Requirement -
According to the blog post below, at which hospital did Lorena give birth?

Reading passage -
Month: March 2006


  • Rainey, Spring 2005



    Las tres amigas, Cancun, June 2006:  Kim, Toni, Rainey


    I did not get to blog yesterday because I was a mite busy.  19 years ago yesterday morning, my life changed completely when I saw the most beautiful girl I had ever seen in my life.  Lorena was beautiful, so beautiful that I had asked her to be my wife several years before, but this new girl was absolutely stunning in her beauty.  What was so wonderful about meeting this new girl, though, was that I got to hug and kiss Lorena as we admired the beauty of this new girl, and Lorena absolutely beamed as I hugged and kissed the new love of my life.  And, yes, it was definitely love at first sight...


    It was snowing the morning of 21 March, 1987,  when I took Lorena to the 97th General Hospital in Frankfurt am Main, Germany.  We had been to the 97th a few times already, so we were both tired, but Lorena assured me that this time was definitely the real one, so I called for a sub at school and traipsed back to the hospital with Lorena.  There she delivered an angel that we named Lorraine Michelle Thomas.


    It wasn't a real easy birth, and Lorena chafed the restrictions of the military hospital where she was treated as if she were [A] a service member (or, [B], worse, the wife of a service member.)  She was expected to get up, make her bed, eat in the mess hall, and take Rainey to the bathroom with her to shower, etc.  Lorena had lost quite a bit of blood so she was exhausted, and she quite quickly assured her caregivers that she was neither A nor B.  [See???  Si!!!!]  After her tirade (echoed then in my tirade), life became much easier for her.


    Bud and Patty Olmsted were Rainey's first visitors, taking her a Teddy Bear and a Polaroid camera for her first modeling shoot.  Herb and Marion Wooten quickly followed, bearing another Teddy Bear and a ton of motherly advice.  Lupita Naupol (close friend and niece of Mexican ex-Presidente Miguel de la Madrid) was a regular at the hospital, as were several of Lorena's other friends and my colleagues. 


    It was definitely a learning experience combining new parenthood with cultural differences.  Lorena's first food or drink after the birth was Malzbier (malt beer -- a minimal alcohol beer celebrated for its nutritional value.  Yes, we were definitely in Germany.)  I had only known chamomile tea from Beatrice Potter books because Peter Rabbit's mother was a disciple of it, but soon I was an expert of it both as a beverage and as a Sitzbath liquid.  I soon had a Master's degree in Tea-ology which served me well since my kingdom had become a Tea-ocratic society.  It seemed I constantly brewed for my brood: manzanillo, peppermint, fennel, lemon grass, you name it.  Vigilantly checking to see that our cupboards remained well-stocked, I quickly became a Tea-totaler.

Stored data entries:
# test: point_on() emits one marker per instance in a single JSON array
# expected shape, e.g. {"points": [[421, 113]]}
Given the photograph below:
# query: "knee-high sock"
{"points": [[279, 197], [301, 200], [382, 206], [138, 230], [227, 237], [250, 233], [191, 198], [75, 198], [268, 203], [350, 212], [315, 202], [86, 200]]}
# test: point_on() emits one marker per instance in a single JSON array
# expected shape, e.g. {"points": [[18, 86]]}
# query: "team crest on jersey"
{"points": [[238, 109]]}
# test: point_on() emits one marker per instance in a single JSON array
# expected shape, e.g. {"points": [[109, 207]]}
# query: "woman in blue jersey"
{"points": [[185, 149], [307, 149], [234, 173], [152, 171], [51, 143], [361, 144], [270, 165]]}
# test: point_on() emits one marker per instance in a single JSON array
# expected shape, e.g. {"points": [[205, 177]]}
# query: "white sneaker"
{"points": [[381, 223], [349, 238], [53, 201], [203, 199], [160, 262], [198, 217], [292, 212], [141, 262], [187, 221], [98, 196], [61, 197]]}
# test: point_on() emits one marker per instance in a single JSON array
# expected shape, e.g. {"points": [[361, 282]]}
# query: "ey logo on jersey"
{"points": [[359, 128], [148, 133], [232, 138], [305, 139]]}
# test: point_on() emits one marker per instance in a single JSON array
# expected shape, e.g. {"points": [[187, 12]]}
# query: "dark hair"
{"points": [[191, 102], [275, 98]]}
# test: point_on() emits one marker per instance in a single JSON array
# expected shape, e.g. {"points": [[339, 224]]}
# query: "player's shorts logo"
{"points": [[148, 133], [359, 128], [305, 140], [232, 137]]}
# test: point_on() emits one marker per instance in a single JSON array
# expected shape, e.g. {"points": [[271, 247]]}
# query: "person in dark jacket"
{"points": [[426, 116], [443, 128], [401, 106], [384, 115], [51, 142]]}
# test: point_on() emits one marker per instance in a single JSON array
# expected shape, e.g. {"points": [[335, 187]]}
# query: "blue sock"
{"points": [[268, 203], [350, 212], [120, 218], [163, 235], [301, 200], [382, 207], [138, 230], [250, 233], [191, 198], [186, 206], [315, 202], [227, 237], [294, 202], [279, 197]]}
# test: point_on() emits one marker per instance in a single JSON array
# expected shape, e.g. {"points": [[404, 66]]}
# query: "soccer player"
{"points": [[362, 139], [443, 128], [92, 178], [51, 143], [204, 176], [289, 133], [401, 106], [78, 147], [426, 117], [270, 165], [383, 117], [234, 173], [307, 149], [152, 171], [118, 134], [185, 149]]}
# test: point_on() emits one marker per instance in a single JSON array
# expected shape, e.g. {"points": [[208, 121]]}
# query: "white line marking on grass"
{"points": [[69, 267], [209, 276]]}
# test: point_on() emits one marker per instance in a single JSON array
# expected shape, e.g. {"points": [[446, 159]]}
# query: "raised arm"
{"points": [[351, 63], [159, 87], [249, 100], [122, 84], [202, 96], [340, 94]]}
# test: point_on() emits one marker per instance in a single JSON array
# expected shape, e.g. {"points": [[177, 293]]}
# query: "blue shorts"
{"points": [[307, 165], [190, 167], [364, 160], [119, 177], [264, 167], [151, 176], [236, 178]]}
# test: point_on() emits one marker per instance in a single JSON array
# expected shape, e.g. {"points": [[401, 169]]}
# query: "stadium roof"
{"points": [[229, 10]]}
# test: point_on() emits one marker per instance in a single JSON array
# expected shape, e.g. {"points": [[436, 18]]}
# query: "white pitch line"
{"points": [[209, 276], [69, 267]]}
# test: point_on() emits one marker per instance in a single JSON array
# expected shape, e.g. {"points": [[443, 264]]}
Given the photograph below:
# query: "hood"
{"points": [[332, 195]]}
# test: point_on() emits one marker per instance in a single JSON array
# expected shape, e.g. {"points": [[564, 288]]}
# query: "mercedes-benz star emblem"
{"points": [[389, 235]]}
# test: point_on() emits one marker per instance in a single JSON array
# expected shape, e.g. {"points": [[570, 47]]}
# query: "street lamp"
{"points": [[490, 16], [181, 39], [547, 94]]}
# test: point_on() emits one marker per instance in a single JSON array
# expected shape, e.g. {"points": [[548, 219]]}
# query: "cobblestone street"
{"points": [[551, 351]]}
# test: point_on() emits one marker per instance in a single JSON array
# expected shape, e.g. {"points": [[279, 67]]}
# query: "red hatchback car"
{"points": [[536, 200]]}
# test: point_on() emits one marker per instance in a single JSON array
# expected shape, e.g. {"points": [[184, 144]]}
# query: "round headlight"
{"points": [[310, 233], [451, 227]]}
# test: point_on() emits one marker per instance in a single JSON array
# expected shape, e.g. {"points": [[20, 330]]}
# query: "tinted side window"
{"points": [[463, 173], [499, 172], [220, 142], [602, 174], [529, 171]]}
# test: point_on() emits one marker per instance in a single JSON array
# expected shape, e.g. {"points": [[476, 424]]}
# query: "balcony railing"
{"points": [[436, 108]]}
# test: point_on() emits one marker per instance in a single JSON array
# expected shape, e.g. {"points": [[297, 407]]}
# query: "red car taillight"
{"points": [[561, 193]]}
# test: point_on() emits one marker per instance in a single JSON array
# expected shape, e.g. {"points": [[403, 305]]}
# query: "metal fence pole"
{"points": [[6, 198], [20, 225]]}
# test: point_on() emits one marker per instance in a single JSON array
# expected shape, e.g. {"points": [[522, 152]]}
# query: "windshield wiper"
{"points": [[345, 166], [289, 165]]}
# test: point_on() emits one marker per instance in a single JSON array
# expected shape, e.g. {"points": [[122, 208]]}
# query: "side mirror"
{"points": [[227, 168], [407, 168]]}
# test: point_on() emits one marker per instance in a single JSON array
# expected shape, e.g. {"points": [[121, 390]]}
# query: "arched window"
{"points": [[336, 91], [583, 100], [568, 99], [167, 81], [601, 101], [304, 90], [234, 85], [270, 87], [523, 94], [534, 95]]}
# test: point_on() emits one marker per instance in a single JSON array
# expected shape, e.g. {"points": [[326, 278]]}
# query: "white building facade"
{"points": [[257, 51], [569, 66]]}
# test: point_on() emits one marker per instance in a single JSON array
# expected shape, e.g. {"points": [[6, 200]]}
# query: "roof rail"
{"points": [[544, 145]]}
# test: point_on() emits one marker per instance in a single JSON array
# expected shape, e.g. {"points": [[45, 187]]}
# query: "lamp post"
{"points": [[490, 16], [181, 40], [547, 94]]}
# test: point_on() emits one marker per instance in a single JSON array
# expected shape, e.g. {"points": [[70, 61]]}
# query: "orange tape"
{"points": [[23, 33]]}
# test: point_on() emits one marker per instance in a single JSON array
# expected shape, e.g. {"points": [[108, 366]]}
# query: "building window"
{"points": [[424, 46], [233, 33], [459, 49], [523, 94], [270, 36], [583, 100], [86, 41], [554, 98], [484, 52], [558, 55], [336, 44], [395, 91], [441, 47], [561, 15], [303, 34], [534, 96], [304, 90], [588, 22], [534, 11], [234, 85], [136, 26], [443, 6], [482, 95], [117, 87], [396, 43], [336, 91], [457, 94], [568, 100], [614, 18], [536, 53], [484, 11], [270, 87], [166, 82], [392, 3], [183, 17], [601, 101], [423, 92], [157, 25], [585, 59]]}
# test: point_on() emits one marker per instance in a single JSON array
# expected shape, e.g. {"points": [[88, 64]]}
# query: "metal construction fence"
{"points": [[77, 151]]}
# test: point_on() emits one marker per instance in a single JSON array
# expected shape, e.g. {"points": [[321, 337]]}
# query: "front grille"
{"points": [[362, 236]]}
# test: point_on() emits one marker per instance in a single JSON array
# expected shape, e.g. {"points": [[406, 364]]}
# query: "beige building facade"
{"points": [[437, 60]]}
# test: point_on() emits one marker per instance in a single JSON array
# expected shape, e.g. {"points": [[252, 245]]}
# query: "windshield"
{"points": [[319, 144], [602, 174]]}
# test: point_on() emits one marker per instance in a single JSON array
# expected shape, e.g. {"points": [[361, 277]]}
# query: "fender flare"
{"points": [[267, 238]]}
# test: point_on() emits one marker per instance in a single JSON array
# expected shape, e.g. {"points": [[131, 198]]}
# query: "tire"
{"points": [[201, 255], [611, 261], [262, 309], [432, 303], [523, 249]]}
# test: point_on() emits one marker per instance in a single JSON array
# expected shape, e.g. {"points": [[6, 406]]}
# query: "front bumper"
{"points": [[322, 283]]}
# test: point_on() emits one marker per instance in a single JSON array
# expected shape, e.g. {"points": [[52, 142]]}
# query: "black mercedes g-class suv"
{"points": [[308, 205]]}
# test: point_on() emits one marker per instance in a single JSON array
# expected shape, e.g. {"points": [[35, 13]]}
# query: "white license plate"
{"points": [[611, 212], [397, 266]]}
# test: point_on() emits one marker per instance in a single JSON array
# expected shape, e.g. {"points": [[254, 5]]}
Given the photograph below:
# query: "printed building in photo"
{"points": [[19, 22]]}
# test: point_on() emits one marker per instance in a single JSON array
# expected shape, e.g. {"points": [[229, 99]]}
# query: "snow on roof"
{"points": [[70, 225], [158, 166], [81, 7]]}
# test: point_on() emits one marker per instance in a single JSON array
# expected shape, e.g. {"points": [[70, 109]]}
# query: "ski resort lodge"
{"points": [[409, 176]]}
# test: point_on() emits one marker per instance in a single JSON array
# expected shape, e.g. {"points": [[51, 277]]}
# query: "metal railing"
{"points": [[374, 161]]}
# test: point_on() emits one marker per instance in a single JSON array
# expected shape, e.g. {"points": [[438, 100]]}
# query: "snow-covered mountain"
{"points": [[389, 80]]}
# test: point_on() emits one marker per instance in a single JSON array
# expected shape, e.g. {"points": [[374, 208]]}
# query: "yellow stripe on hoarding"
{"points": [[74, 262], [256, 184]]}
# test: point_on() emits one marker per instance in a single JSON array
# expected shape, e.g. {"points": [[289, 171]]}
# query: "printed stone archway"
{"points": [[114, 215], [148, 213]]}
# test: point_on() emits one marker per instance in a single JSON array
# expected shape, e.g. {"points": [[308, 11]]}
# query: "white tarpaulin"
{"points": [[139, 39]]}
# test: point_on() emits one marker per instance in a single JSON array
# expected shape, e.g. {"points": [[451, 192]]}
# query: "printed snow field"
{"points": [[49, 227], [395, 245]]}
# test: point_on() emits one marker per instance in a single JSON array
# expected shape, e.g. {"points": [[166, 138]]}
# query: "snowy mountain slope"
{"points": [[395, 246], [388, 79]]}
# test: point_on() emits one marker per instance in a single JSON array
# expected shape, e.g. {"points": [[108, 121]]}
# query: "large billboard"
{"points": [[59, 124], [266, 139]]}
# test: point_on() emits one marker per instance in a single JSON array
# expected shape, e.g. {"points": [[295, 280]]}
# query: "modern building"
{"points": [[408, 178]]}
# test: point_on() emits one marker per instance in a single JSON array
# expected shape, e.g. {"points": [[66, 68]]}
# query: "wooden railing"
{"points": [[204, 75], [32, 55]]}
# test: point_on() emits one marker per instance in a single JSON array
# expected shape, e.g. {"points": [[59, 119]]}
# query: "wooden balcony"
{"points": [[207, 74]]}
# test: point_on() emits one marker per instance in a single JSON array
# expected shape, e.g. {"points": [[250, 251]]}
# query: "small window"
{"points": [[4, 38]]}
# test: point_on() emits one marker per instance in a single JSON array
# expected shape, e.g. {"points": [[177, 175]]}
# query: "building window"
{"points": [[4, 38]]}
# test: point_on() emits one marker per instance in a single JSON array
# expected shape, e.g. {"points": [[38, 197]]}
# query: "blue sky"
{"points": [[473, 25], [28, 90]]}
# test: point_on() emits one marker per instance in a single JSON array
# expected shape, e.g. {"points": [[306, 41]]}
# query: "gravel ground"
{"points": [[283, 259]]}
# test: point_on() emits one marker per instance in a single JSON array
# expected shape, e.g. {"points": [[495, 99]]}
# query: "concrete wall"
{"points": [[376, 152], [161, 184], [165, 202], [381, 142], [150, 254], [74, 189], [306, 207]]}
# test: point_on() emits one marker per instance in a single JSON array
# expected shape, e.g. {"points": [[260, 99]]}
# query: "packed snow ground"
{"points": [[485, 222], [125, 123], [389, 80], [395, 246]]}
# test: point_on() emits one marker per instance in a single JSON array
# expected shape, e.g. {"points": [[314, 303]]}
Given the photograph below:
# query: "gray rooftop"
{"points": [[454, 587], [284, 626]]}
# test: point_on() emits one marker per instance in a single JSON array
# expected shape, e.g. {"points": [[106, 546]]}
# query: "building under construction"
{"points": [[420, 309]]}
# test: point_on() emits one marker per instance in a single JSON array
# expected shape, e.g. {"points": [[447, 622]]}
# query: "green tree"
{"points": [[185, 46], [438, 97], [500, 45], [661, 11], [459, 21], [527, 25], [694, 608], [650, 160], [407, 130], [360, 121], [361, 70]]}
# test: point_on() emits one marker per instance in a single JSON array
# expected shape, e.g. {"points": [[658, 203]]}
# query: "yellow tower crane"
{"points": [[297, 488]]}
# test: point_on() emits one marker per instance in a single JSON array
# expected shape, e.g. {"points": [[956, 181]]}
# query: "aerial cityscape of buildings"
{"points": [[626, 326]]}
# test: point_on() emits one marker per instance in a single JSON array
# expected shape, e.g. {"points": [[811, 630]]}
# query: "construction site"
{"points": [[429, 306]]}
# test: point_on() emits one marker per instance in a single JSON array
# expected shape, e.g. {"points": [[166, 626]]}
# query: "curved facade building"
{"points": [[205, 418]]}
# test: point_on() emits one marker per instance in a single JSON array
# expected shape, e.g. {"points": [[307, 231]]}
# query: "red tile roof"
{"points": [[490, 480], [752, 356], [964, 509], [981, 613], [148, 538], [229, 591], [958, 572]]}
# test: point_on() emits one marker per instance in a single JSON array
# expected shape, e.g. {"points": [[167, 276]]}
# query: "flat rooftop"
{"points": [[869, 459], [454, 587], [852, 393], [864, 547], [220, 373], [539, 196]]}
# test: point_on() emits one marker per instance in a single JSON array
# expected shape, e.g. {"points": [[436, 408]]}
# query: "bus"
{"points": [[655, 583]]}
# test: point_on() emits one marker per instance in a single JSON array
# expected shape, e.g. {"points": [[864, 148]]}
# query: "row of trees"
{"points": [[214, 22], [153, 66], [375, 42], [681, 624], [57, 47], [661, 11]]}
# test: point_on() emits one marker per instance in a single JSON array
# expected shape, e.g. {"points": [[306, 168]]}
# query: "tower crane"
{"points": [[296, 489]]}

Solution for this exercise -
The 97th General Hospital in Frankfurt am Main, Germany.